Prompt:
Rewrite every line of the material below, requests included, but raise each coordinate value in the answer points by 143. Leave the numbers in the requests and their format samples unchanged.

Provided information:
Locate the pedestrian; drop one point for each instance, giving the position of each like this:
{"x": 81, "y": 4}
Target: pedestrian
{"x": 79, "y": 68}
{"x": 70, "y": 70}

Reply:
Locate the pedestrian; drop one point for each instance, giving the position of each like this:
{"x": 81, "y": 4}
Target: pedestrian
{"x": 222, "y": 211}
{"x": 213, "y": 213}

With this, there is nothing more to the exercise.